[TEXT PASSAGE]
Segment Open

Norfolk support helps flying doctors' vital work
Support from across Norfolk
has helped flying doctors Craig and Rae Oranmore-Brown
extend their vital lifeline of hope to more needy people cross Zambia
The Christian-based Mercy Flyers charity, run by former Norwich consultants Craig and Rae, has now been providing a flying doctor and surgical service to the poorest people in Zambia for over three years.
They have seen around 600 patients and operated on 463 of them over 18 hospital visits covering 7640 nautical miles in the air and 4918km by road.
Through the support of many people in Norfolk, a new runway was built at Zimba mission hospital, reducing a five-hour drive to a one-flight to that hospital where the couple are doing increasing amounts of work.
The Norfolk & Norwich University Hospital staff chose Mercy Flyers as their charity of the year for 2010 and donated various bits of medical kit including a portable ultrasound machine which has been replaced at the hospital. Dr Phillips, a consultant anaesthetist from the NNUH, went out to work with the charity twice during the year.
But more funds are still desperately needed to enable even more people to benefit from the service said Craig: “There are frequently times when we have very poor patients at the teaching hospital who can’t even afford to pay for an X-ray or simple investigations. Many times they have no money to get home so they stay in the ward for weeks with no way of getting back to their village. Some lie in their beds because they can’t afford £1.50 to buy a pair of crutches.
“Mercy Flyers uses donated funds to pay for these people to get the care they need or in some cases pays for a bus ticket for them to get home to their families again.
“Unfortunately, because we have to charge the patient the full cost of a medical evacuation flight, we were only called upon twice for this service this year. We would love to be able to help more patients if only we had a fund that we could dig into to discount these flights for patients.
“While doing a gynaecology surgery outreach at a mission hospital I was asked to see a lady who had been involved in a car accident and sustained a broken neck. We offered to fly her straight out to the central hospital for surgery as she was slowly becoming paralysed. Her family could not afford the flight so she went by road in a 4x4. This trip certainly completed the neck injury and I doubt she survived,” said Craig.

Segment Closed

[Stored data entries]
Segment Open

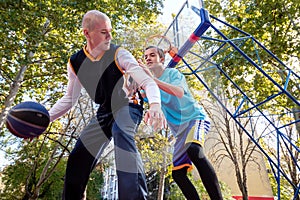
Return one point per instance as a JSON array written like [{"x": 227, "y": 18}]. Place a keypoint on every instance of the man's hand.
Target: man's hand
[
  {"x": 155, "y": 118},
  {"x": 145, "y": 68}
]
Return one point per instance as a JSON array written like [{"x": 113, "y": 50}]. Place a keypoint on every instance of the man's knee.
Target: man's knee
[{"x": 179, "y": 174}]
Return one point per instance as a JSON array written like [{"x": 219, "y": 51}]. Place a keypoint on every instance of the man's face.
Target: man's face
[
  {"x": 100, "y": 36},
  {"x": 152, "y": 58}
]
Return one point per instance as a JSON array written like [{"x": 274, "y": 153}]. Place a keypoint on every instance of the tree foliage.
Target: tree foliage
[{"x": 37, "y": 38}]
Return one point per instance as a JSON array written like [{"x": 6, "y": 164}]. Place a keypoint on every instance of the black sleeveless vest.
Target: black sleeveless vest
[{"x": 102, "y": 79}]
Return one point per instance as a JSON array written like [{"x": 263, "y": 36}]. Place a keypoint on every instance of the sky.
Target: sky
[{"x": 170, "y": 6}]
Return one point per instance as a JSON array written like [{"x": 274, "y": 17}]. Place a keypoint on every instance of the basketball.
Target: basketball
[{"x": 28, "y": 119}]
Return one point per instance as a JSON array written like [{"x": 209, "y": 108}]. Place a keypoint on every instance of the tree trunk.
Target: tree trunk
[
  {"x": 160, "y": 194},
  {"x": 12, "y": 95}
]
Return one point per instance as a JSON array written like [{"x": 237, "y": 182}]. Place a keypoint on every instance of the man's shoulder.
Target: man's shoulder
[
  {"x": 171, "y": 70},
  {"x": 79, "y": 54}
]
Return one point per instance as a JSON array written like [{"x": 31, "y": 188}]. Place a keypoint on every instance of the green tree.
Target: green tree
[
  {"x": 38, "y": 37},
  {"x": 37, "y": 40}
]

Segment Closed

Reproduce the passage of the Mercy Flyers article that opens with the words containing "But more funds" and closes with "pair of crutches.". Rely only on the article about the Mercy Flyers charity.

[SOLUTION TO THE PROBLEM]
But more funds are still desperately needed to enable even more people to benefit from the service said Craig: “There are frequently times when we have very poor patients at the teaching hospital who can’t even afford to pay for an X-ray or simple investigations. Many times they have no money to get home so they stay in the ward for weeks with no way of getting back to their village. Some lie in their beds because they can’t afford £1.50 to buy a pair of crutches.